Aim:
Render the material below as a JSON list of strings, one string per line, omitting any blank lines.

[Pointing and labeling entries]
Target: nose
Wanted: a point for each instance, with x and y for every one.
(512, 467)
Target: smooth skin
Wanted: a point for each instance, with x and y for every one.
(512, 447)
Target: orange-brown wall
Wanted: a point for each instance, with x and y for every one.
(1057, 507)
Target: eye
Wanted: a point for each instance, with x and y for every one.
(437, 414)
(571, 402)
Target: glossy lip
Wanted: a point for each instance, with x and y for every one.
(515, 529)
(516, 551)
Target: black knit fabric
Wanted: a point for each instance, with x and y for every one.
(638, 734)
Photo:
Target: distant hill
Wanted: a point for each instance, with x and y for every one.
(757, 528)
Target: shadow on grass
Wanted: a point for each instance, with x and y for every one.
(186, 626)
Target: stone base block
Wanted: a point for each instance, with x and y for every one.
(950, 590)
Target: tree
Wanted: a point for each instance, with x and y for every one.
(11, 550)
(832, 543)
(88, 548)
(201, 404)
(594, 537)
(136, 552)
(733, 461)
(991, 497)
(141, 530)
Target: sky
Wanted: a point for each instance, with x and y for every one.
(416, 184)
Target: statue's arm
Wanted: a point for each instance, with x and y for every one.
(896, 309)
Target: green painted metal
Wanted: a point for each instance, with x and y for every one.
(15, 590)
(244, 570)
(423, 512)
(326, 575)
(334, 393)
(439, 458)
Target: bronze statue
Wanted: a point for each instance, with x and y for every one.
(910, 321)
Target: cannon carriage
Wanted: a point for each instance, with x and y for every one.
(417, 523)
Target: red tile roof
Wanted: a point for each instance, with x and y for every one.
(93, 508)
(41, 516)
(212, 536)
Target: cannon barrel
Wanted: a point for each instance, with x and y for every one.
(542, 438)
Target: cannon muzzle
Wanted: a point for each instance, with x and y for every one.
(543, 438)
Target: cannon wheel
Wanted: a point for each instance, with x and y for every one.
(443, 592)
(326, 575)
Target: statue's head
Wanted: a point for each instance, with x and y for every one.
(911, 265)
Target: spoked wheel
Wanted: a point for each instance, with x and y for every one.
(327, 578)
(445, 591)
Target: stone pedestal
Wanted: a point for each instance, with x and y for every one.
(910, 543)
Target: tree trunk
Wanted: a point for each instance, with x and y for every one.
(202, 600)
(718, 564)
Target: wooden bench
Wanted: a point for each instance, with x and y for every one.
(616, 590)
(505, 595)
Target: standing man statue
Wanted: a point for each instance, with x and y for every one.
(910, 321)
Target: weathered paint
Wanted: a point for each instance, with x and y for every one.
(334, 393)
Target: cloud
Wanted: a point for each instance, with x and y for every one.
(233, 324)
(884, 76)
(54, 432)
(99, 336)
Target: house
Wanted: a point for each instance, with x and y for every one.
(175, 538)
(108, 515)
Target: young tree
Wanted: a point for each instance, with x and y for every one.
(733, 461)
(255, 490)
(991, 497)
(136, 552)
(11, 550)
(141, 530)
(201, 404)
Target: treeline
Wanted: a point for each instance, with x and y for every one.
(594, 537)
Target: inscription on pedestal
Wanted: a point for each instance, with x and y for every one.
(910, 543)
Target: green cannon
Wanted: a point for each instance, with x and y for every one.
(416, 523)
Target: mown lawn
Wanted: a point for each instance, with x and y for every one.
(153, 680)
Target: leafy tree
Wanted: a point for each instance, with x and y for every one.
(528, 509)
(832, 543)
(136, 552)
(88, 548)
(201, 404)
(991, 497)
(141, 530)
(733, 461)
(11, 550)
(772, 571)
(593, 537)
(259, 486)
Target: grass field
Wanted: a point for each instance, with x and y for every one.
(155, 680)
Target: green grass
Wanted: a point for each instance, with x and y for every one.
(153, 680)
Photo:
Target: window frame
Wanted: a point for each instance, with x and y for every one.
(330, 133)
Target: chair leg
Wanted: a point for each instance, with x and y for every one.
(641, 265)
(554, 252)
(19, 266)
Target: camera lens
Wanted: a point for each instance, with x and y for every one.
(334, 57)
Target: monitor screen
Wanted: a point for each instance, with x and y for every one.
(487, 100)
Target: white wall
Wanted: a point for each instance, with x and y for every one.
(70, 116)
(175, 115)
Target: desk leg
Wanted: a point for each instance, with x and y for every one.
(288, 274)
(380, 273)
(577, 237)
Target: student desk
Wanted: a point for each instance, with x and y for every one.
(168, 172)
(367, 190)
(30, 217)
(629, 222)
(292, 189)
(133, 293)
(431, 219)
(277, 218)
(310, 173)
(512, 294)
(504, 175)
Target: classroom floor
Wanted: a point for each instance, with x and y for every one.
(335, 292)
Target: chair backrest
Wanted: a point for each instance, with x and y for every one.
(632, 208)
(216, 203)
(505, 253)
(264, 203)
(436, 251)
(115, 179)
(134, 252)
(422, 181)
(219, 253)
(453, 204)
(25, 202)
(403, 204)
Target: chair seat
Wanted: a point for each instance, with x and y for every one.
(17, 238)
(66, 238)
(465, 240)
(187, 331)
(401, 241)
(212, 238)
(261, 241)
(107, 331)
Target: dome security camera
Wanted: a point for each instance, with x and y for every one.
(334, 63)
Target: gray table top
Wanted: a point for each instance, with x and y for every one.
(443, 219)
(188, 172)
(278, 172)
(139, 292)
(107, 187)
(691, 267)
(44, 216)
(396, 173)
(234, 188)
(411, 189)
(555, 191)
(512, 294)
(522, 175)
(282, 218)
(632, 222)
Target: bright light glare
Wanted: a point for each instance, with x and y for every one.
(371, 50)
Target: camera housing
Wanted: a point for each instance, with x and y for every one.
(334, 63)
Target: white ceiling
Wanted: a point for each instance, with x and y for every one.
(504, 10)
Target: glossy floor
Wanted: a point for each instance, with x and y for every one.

Complete output:
[
  "Target: nose",
  "Wanted: a point for each instance, with x and y for every one.",
  "(512, 467)",
  "Target: smooth skin",
  "Wanted: a point for each instance, with x and y for every one.",
  "(512, 447)",
  "Target: orange-brown wall",
  "Wanted: a point for each instance, with x and y for every one.",
  "(1057, 507)",
  "Target: eye",
  "Wanted: a point for each instance, with x and y for every one.",
  "(437, 414)",
  "(571, 402)",
  "Target: glossy lip",
  "Wanted: a point for each instance, with x and y for every one.",
  "(515, 529)",
  "(516, 551)",
  "Target: black knit fabric",
  "Wanted: a point for each instance, with x and y for every one.",
  "(638, 734)",
  "Photo:",
  "Target: distant hill",
  "Wanted: a point for each instance, with x and y for every one.",
  "(757, 528)",
  "Target: shadow on grass",
  "Wanted: a point for each instance, with x and y for every one.",
  "(186, 626)",
  "Target: stone base block",
  "Wanted: a point for each instance, with x and y for every one.",
  "(950, 590)",
  "Target: tree",
  "Wanted: a point for each instance, with x and y for every one.",
  "(11, 550)",
  "(832, 543)",
  "(88, 548)",
  "(201, 404)",
  "(594, 537)",
  "(136, 552)",
  "(733, 461)",
  "(991, 497)",
  "(141, 530)",
  "Target: sky",
  "Wanted: a point for each instance, with x and y for every one.",
  "(416, 184)",
  "Target: statue's arm",
  "Wanted: a point for each instance, with x and y for every one.",
  "(896, 309)",
  "Target: green painted metal",
  "Wanted: a point for each instance, with x and y for every one.",
  "(15, 590)",
  "(244, 570)",
  "(423, 512)",
  "(326, 575)",
  "(334, 393)",
  "(439, 458)",
  "Target: bronze statue",
  "Wanted: a point for each instance, with x and y for every one.",
  "(910, 321)",
  "Target: cannon carriage",
  "Wanted: a point for each instance, with x and y for every one.",
  "(417, 523)",
  "Target: red tile roof",
  "Wanted: a point for each instance, with x and y for every one.",
  "(93, 508)",
  "(41, 516)",
  "(212, 536)",
  "Target: cannon barrel",
  "Wanted: a point for each instance, with x and y for every one.",
  "(542, 438)",
  "Target: cannon muzzle",
  "Wanted: a point for each instance, with x and y for every one.",
  "(543, 438)",
  "Target: cannon wheel",
  "Wanted: a point for each instance, with x and y for every one.",
  "(443, 592)",
  "(326, 575)",
  "Target: statue's head",
  "Wanted: a point for each instance, with x and y for every one.",
  "(911, 265)",
  "Target: spoked wheel",
  "Wanted: a point for each instance, with x and y for every one.",
  "(327, 578)",
  "(445, 591)",
  "Target: stone pedestal",
  "Wanted: a point for each instance, with x and y for every one.",
  "(910, 543)",
  "Target: tree trunk",
  "Wanted: a point for each instance, with x and y for every one.",
  "(202, 600)",
  "(718, 564)",
  "Target: wooden bench",
  "Wanted: a point for each instance, with x and y for every one.",
  "(616, 590)",
  "(505, 595)",
  "Target: standing man statue",
  "Wanted: a point for each instance, with x and y for every one.",
  "(910, 321)",
  "Target: weathered paint",
  "Wanted: a point for each instance, with x and y for every one.",
  "(334, 393)",
  "Target: cloud",
  "Wanted: a point for each instance, with x and y for every one.",
  "(233, 324)",
  "(884, 76)",
  "(54, 432)",
  "(99, 336)",
  "Target: house",
  "Wanted: a point for each instance, with x and y for every one.",
  "(175, 538)",
  "(108, 515)",
  "Target: young tree",
  "Wanted: a point for each instance, with x and y for every one.",
  "(733, 461)",
  "(255, 490)",
  "(991, 497)",
  "(136, 552)",
  "(11, 550)",
  "(141, 530)",
  "(201, 404)",
  "Target: treeline",
  "Wanted: a point for each instance, with x and y for every one.",
  "(594, 537)",
  "Target: inscription on pedestal",
  "Wanted: a point for each instance, with x and y for every one.",
  "(910, 543)",
  "Target: green cannon",
  "Wanted: a point for each instance, with x and y for every one.",
  "(416, 523)",
  "Target: mown lawn",
  "Wanted: a point for each instance, with x and y for every one.",
  "(153, 680)",
  "Target: leafy tree",
  "Wanted: a point for each instance, with x and y for every one.",
  "(528, 509)",
  "(832, 543)",
  "(136, 552)",
  "(88, 548)",
  "(201, 404)",
  "(991, 497)",
  "(141, 530)",
  "(733, 461)",
  "(11, 550)",
  "(772, 571)",
  "(593, 537)",
  "(259, 486)",
  "Target: grass field",
  "Wanted: a point for each instance, with x and y for every one.",
  "(155, 680)",
  "Target: green grass",
  "Wanted: a point for each instance, with x and y for every one.",
  "(153, 680)",
  "Photo:",
  "Target: window frame",
  "Wanted: a point for each instance, with x and y for every one.",
  "(330, 133)",
  "Target: chair leg",
  "Wanted: a point for each instance, with x and y for every one.",
  "(641, 265)",
  "(554, 252)",
  "(19, 266)",
  "Target: camera lens",
  "Wanted: a point for each instance, with x and y for every one.",
  "(334, 57)",
  "Target: monitor screen",
  "Wanted: a point for each instance, with x and y for every one.",
  "(487, 100)",
  "Target: white wall",
  "Wanted: a point for each instance, with x and y for every one.",
  "(70, 116)",
  "(175, 115)",
  "Target: desk leg",
  "Wanted: a point for each instance, with x and y for every one.",
  "(288, 274)",
  "(380, 273)",
  "(577, 237)",
  "Target: student desk",
  "Wanted: a point for each instance, with x and y for every one.",
  "(168, 172)",
  "(367, 190)",
  "(30, 217)",
  "(629, 222)",
  "(292, 189)",
  "(133, 293)",
  "(431, 219)",
  "(277, 218)",
  "(310, 173)",
  "(512, 294)",
  "(504, 175)",
  "Target: classroom floor",
  "Wanted: a point for each instance, with x and y for every one.",
  "(335, 292)",
  "Target: chair backrest",
  "Wanted: a point for each instance, with x and y for every one.",
  "(632, 208)",
  "(216, 203)",
  "(505, 253)",
  "(264, 203)",
  "(436, 251)",
  "(115, 179)",
  "(134, 252)",
  "(422, 181)",
  "(219, 253)",
  "(453, 204)",
  "(25, 202)",
  "(403, 204)",
  "Target: chair seat",
  "Wanted: a point for each instance, with x and y for every one.",
  "(17, 238)",
  "(66, 238)",
  "(465, 240)",
  "(187, 331)",
  "(401, 241)",
  "(212, 238)",
  "(261, 241)",
  "(107, 331)",
  "Target: dome security camera",
  "Wanted: a point for each instance, with x and y for every one.",
  "(334, 63)",
  "Target: gray table top",
  "Wanted: a point for each instance, with x and y for every one.",
  "(443, 219)",
  "(188, 172)",
  "(278, 172)",
  "(139, 292)",
  "(107, 187)",
  "(691, 267)",
  "(44, 216)",
  "(396, 173)",
  "(234, 188)",
  "(411, 189)",
  "(555, 191)",
  "(512, 294)",
  "(522, 175)",
  "(282, 218)",
  "(632, 222)",
  "Target: bright light glare",
  "Wanted: a point for each instance, with x and y for every one.",
  "(371, 50)",
  "Target: camera housing",
  "Wanted: a point for each instance, with x and y for every one.",
  "(334, 63)",
  "Target: white ceiling",
  "Wanted: a point for each instance, with x and y for every one.",
  "(504, 10)",
  "Target: glossy floor",
  "Wanted: a point for each instance, with x and y for every one."
]